Text for analysis ::
——————————
This is my hand-printed linocut portrait of a woman alchemist known as Master Geng who flourished some time before the year 975 (Chinese: 耿先生; pinyin: Gěng Xiānshēng; Wade–Giles: Kêng Hsien-shêng). According to legend, this daughter of a scholar named Geng Qian (sometimes spelled Keng Chhien),  was known from adolescence for her intelligence, curiosity and skill in alchemy. She appears in the writing of alchemist Wu Shu, in his book Chiang Huai I Jen Lu (or Records of Twenty-five Strange Magician-Technicians between the Yangtze and Huai River) written in 975. An expert in what was called "the art of the yellow and the white" (that is, alchemy), she distilled perfumes and was also known as a talented poet and magician. Her fame grew to the point that the Emperor Xuanzong (circa 846-859) invited her to the palace, where rather than being counted amongst the palace women, she was honoured as a scholar and given the title Master, as in teacher. She was eloquent, spoke with confidence and known for wearing green robes and for her skills in performing alchemical transformations in the Imperial Court. In particular, she was known for using mercury for "creating" silver. One story tells that she could even transform snow into silver. The Emperor wished to test her skills and noted that all her transformations employed fire  and enquired whether she could perform a transformation without it. 

"She answered, 'Let me try. It might be.' So the Emperor took some mercury and enveloped it in several layers of beaten bark-cloth, closing it with the [Imperial] seal; this she placed forthwith in her bosom. After a long time there suddenly came a sound like the tearing of a piece of silk. The Teacher [Geng Xiansheng] smiled and said: 'Your Majesty did not believe in my methods, but now you will see for yourself. Ought you not to trust me ever hereafter?' Then she handed the packet back to the Emperor who saw that the seal was unbroken and upon opening it found that the mercury had all turned to silver."
——————————
Dataset extract ::

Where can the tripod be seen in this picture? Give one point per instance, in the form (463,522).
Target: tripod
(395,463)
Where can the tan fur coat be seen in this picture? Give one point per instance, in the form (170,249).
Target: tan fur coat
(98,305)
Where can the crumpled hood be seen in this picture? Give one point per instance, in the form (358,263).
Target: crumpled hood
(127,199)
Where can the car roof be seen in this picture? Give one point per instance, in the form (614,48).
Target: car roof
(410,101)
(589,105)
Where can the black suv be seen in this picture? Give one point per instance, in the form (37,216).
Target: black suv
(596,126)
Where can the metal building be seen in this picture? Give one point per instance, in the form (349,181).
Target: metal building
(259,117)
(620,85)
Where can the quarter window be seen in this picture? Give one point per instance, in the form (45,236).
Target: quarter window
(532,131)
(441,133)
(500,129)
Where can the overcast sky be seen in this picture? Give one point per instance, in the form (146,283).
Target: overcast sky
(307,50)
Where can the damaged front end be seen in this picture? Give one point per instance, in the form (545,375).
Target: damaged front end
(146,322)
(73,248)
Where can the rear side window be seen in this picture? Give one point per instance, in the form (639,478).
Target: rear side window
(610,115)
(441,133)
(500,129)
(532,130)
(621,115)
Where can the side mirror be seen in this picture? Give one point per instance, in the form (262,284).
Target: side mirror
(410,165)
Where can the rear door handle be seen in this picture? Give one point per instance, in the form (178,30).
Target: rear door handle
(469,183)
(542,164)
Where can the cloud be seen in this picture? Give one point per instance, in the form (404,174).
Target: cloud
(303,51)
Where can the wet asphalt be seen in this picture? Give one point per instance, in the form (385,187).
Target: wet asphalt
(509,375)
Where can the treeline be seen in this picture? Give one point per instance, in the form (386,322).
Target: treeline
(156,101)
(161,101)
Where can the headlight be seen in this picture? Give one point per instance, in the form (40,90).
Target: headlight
——————————
To do :: Please copy out the passage on the alchemist Master Geng word for word, from its first sentence to its last.

Answer box ::
This is my hand-printed linocut portrait of a woman alchemist known as Master Geng who flourished some time before the year 975 (Chinese: 耿先生; pinyin: Gěng Xiānshēng; Wade–Giles: Kêng Hsien-shêng). According to legend, this daughter of a scholar named Geng Qian (sometimes spelled Keng Chhien),  was known from adolescence for her intelligence, curiosity and skill in alchemy. She appears in the writing of alchemist Wu Shu, in his book Chiang Huai I Jen Lu (or Records of Twenty-five Strange Magician-Technicians between the Yangtze and Huai River) written in 975. An expert in what was called "the art of the yellow and the white" (that is, alchemy), she distilled perfumes and was also known as a talented poet and magician. Her fame grew to the point that the Emperor Xuanzong (circa 846-859) invited her to the palace, where rather than being counted amongst the palace women, she was honoured as a scholar and given the title Master, as in teacher. She was eloquent, spoke with confidence and known for wearing green robes and for her skills in performing alchemical transformations in the Imperial Court. In particular, she was known for using mercury for "creating" silver. One story tells that she could even transform snow into silver. The Emperor wished to test her skills and noted that all her transformations employed fire  and enquired whether she could perform a transformation without it. 

"She answered, 'Let me try. It might be.' So the Emperor took some mercury and enveloped it in several layers of beaten bark-cloth, closing it with the [Imperial] seal; this she placed forthwith in her bosom. After a long time there suddenly came a sound like the tearing of a piece of silk. The Teacher [Geng Xiansheng] smiled and said: 'Your Majesty did not believe in my methods, but now you will see for yourself. Ought you not to trust me ever hereafter?' Then she handed the packet back to the Emperor who saw that the seal was unbroken and upon opening it found that the mercury had all turned to silver."